SOURCE MATERIAL →
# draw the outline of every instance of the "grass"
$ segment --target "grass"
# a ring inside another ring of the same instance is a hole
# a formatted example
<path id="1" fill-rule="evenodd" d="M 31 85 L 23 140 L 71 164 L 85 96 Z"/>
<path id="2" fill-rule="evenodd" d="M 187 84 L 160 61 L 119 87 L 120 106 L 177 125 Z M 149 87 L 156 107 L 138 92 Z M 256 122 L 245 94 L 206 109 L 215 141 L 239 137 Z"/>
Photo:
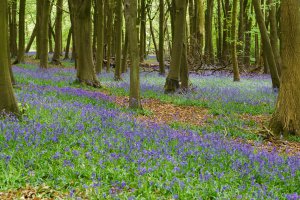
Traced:
<path id="1" fill-rule="evenodd" d="M 193 93 L 165 95 L 163 77 L 142 74 L 144 98 L 209 109 L 214 118 L 198 127 L 137 122 L 137 114 L 151 111 L 137 113 L 111 99 L 127 95 L 128 75 L 119 83 L 101 75 L 107 96 L 74 85 L 71 69 L 14 70 L 26 115 L 0 120 L 0 191 L 45 184 L 70 199 L 299 197 L 299 156 L 231 140 L 260 141 L 249 131 L 258 125 L 237 116 L 273 111 L 276 94 L 265 77 L 236 85 L 226 76 L 192 76 Z"/>

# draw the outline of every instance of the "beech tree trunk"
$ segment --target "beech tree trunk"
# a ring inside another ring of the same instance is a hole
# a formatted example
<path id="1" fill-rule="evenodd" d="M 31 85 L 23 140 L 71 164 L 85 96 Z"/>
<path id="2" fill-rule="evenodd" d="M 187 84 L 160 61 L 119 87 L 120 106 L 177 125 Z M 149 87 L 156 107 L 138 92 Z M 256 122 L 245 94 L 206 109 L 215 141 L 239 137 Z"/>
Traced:
<path id="1" fill-rule="evenodd" d="M 184 51 L 186 31 L 187 0 L 175 0 L 174 40 L 171 55 L 171 65 L 165 83 L 165 93 L 174 93 L 179 89 L 180 67 Z"/>
<path id="2" fill-rule="evenodd" d="M 146 56 L 146 0 L 141 1 L 140 9 L 140 21 L 141 21 L 141 30 L 140 30 L 140 61 L 143 62 Z"/>
<path id="3" fill-rule="evenodd" d="M 61 39 L 62 39 L 62 11 L 63 0 L 57 0 L 56 2 L 56 19 L 55 19 L 55 47 L 54 54 L 52 58 L 52 63 L 59 65 L 60 63 L 60 54 L 61 54 Z"/>
<path id="4" fill-rule="evenodd" d="M 96 73 L 102 72 L 104 57 L 104 0 L 96 0 L 97 4 L 97 52 Z"/>
<path id="5" fill-rule="evenodd" d="M 116 58 L 115 58 L 115 80 L 121 80 L 122 68 L 122 28 L 123 28 L 123 15 L 122 15 L 122 1 L 116 2 L 116 16 L 115 16 L 115 36 L 116 36 Z"/>
<path id="6" fill-rule="evenodd" d="M 14 64 L 23 63 L 25 57 L 25 5 L 26 0 L 20 0 L 19 9 L 19 49 Z"/>
<path id="7" fill-rule="evenodd" d="M 50 1 L 38 0 L 38 6 L 41 12 L 38 23 L 38 39 L 39 39 L 39 58 L 40 68 L 48 68 L 48 40 L 49 40 L 49 17 L 50 17 Z"/>
<path id="8" fill-rule="evenodd" d="M 281 3 L 281 87 L 270 122 L 276 134 L 300 136 L 300 1 Z"/>
<path id="9" fill-rule="evenodd" d="M 70 58 L 69 54 L 70 54 L 71 39 L 72 39 L 72 28 L 69 29 L 64 60 L 68 60 Z"/>
<path id="10" fill-rule="evenodd" d="M 97 79 L 92 53 L 92 20 L 91 0 L 69 0 L 73 15 L 74 41 L 76 47 L 75 62 L 77 63 L 77 79 L 93 87 L 100 87 Z"/>
<path id="11" fill-rule="evenodd" d="M 25 49 L 25 53 L 28 53 L 30 51 L 30 48 L 31 48 L 31 45 L 32 43 L 34 42 L 34 39 L 36 37 L 36 34 L 37 34 L 37 28 L 36 28 L 36 25 L 34 26 L 34 29 L 31 33 L 31 36 L 30 36 L 30 39 L 29 39 L 29 42 L 26 46 L 26 49 Z"/>
<path id="12" fill-rule="evenodd" d="M 125 30 L 125 41 L 124 41 L 124 47 L 123 47 L 123 58 L 122 58 L 122 73 L 127 72 L 127 57 L 128 57 L 128 48 L 129 48 L 129 42 L 128 42 L 128 32 Z"/>
<path id="13" fill-rule="evenodd" d="M 12 57 L 18 56 L 18 46 L 17 46 L 17 36 L 18 36 L 18 29 L 17 29 L 17 0 L 12 0 L 10 9 L 10 23 L 9 23 L 9 40 L 10 40 L 10 52 Z"/>
<path id="14" fill-rule="evenodd" d="M 279 37 L 278 37 L 278 30 L 277 30 L 277 19 L 276 19 L 276 3 L 273 0 L 268 0 L 268 4 L 270 6 L 270 42 L 272 46 L 272 50 L 275 57 L 275 62 L 277 66 L 278 75 L 281 74 L 281 57 L 279 52 Z"/>
<path id="15" fill-rule="evenodd" d="M 213 8 L 214 0 L 207 0 L 207 9 L 205 13 L 205 56 L 208 64 L 214 63 L 214 47 L 213 47 Z"/>
<path id="16" fill-rule="evenodd" d="M 233 81 L 240 81 L 240 71 L 238 66 L 237 47 L 236 47 L 237 6 L 238 6 L 238 0 L 233 0 L 232 13 L 231 13 L 231 59 L 232 59 L 232 68 L 233 68 Z"/>
<path id="17" fill-rule="evenodd" d="M 256 14 L 257 23 L 258 23 L 260 33 L 261 33 L 261 39 L 262 39 L 262 43 L 263 43 L 263 52 L 267 57 L 270 72 L 271 72 L 273 88 L 279 88 L 280 87 L 279 75 L 277 72 L 277 66 L 276 66 L 273 50 L 271 47 L 270 39 L 268 36 L 267 28 L 265 25 L 264 17 L 261 12 L 260 1 L 253 0 L 252 2 L 253 2 L 255 14 Z"/>
<path id="18" fill-rule="evenodd" d="M 125 18 L 128 34 L 131 68 L 130 68 L 130 94 L 129 107 L 141 109 L 140 99 L 140 75 L 139 75 L 139 46 L 137 22 L 137 0 L 125 0 Z"/>
<path id="19" fill-rule="evenodd" d="M 8 13 L 7 0 L 0 1 L 0 112 L 18 114 L 8 63 Z"/>
<path id="20" fill-rule="evenodd" d="M 159 0 L 159 74 L 164 75 L 165 62 L 164 62 L 164 43 L 165 43 L 165 2 Z"/>

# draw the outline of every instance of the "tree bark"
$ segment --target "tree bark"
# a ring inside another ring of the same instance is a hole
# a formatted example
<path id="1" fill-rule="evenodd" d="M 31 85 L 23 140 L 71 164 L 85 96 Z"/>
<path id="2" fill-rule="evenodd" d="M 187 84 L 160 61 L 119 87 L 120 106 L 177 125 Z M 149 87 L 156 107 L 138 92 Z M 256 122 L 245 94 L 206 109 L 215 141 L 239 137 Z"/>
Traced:
<path id="1" fill-rule="evenodd" d="M 36 25 L 35 25 L 34 28 L 33 28 L 32 33 L 31 33 L 29 42 L 28 42 L 28 44 L 27 44 L 27 46 L 26 46 L 25 53 L 28 53 L 28 52 L 30 51 L 31 45 L 32 45 L 33 42 L 34 42 L 34 39 L 35 39 L 35 37 L 36 37 L 36 34 L 37 34 L 37 28 L 36 28 Z"/>
<path id="2" fill-rule="evenodd" d="M 122 70 L 122 28 L 123 28 L 123 15 L 122 15 L 122 1 L 117 1 L 116 3 L 116 16 L 115 16 L 115 36 L 116 36 L 116 58 L 115 58 L 115 80 L 121 80 L 121 70 Z"/>
<path id="3" fill-rule="evenodd" d="M 233 68 L 233 81 L 240 81 L 240 70 L 238 66 L 237 47 L 236 47 L 237 6 L 238 6 L 238 0 L 233 0 L 232 13 L 231 13 L 231 59 L 232 59 L 232 68 Z"/>
<path id="4" fill-rule="evenodd" d="M 270 122 L 275 134 L 300 136 L 300 1 L 281 3 L 281 88 Z"/>
<path id="5" fill-rule="evenodd" d="M 0 112 L 19 113 L 16 98 L 13 92 L 8 63 L 8 13 L 7 0 L 0 1 Z"/>
<path id="6" fill-rule="evenodd" d="M 165 43 L 165 2 L 159 0 L 159 74 L 164 75 L 165 62 L 164 62 L 164 43 Z"/>
<path id="7" fill-rule="evenodd" d="M 70 54 L 71 39 L 72 39 L 72 28 L 69 29 L 64 60 L 68 60 L 70 58 L 69 54 Z"/>
<path id="8" fill-rule="evenodd" d="M 10 52 L 11 57 L 18 56 L 18 46 L 17 46 L 17 37 L 18 37 L 18 29 L 17 29 L 17 0 L 11 1 L 10 6 Z"/>
<path id="9" fill-rule="evenodd" d="M 214 0 L 207 0 L 205 13 L 205 56 L 208 64 L 214 63 L 212 21 L 213 21 Z"/>
<path id="10" fill-rule="evenodd" d="M 187 0 L 175 0 L 174 40 L 172 47 L 171 66 L 165 83 L 165 93 L 174 93 L 179 89 L 180 66 L 184 50 L 186 31 Z"/>
<path id="11" fill-rule="evenodd" d="M 271 47 L 270 39 L 268 36 L 267 28 L 265 25 L 264 17 L 261 12 L 260 2 L 258 0 L 253 0 L 253 6 L 256 13 L 257 23 L 261 33 L 263 49 L 264 49 L 263 51 L 267 56 L 267 60 L 271 72 L 273 88 L 279 88 L 280 87 L 279 75 L 277 72 L 277 66 L 276 66 L 273 50 Z"/>
<path id="12" fill-rule="evenodd" d="M 73 15 L 74 37 L 76 47 L 77 79 L 92 87 L 101 87 L 97 79 L 92 53 L 91 0 L 69 0 Z"/>
<path id="13" fill-rule="evenodd" d="M 56 2 L 56 19 L 55 19 L 55 47 L 52 58 L 52 63 L 59 65 L 61 54 L 61 39 L 62 39 L 62 16 L 63 16 L 63 0 L 57 0 Z"/>
<path id="14" fill-rule="evenodd" d="M 270 42 L 272 46 L 272 50 L 275 57 L 275 62 L 277 66 L 278 75 L 281 74 L 281 57 L 279 52 L 279 37 L 278 37 L 278 30 L 277 30 L 277 19 L 276 19 L 276 3 L 273 0 L 268 0 L 268 4 L 270 6 L 270 14 L 269 14 L 269 21 L 270 21 Z"/>
<path id="15" fill-rule="evenodd" d="M 16 63 L 23 63 L 25 57 L 25 6 L 26 0 L 20 0 L 19 9 L 19 49 Z"/>
<path id="16" fill-rule="evenodd" d="M 126 29 L 128 34 L 131 68 L 130 68 L 130 94 L 129 107 L 141 109 L 140 77 L 139 77 L 139 47 L 137 22 L 137 0 L 125 0 Z"/>
<path id="17" fill-rule="evenodd" d="M 39 39 L 39 57 L 40 68 L 48 68 L 48 40 L 49 40 L 49 17 L 50 17 L 50 1 L 38 0 L 41 6 L 39 15 L 38 39 Z"/>
<path id="18" fill-rule="evenodd" d="M 96 52 L 96 73 L 102 72 L 104 57 L 104 1 L 96 0 L 97 4 L 97 52 Z"/>

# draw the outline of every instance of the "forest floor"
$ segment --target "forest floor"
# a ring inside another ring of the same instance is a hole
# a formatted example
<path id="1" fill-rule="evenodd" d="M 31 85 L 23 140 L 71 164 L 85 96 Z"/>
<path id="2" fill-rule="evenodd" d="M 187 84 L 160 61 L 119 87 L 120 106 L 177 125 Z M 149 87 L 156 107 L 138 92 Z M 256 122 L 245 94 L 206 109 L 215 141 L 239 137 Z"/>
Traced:
<path id="1" fill-rule="evenodd" d="M 300 138 L 266 128 L 277 95 L 268 76 L 191 75 L 189 93 L 167 95 L 164 77 L 142 72 L 144 109 L 132 111 L 128 74 L 103 73 L 94 89 L 74 84 L 70 62 L 45 71 L 27 61 L 14 67 L 24 120 L 0 123 L 0 199 L 300 194 Z"/>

EXERCISE GOAL → Copy out each line of the listing where the string "grass" appears.

WRITTEN ANSWER →
# draw the outline of every instance of the "grass"
$ segment --target "grass"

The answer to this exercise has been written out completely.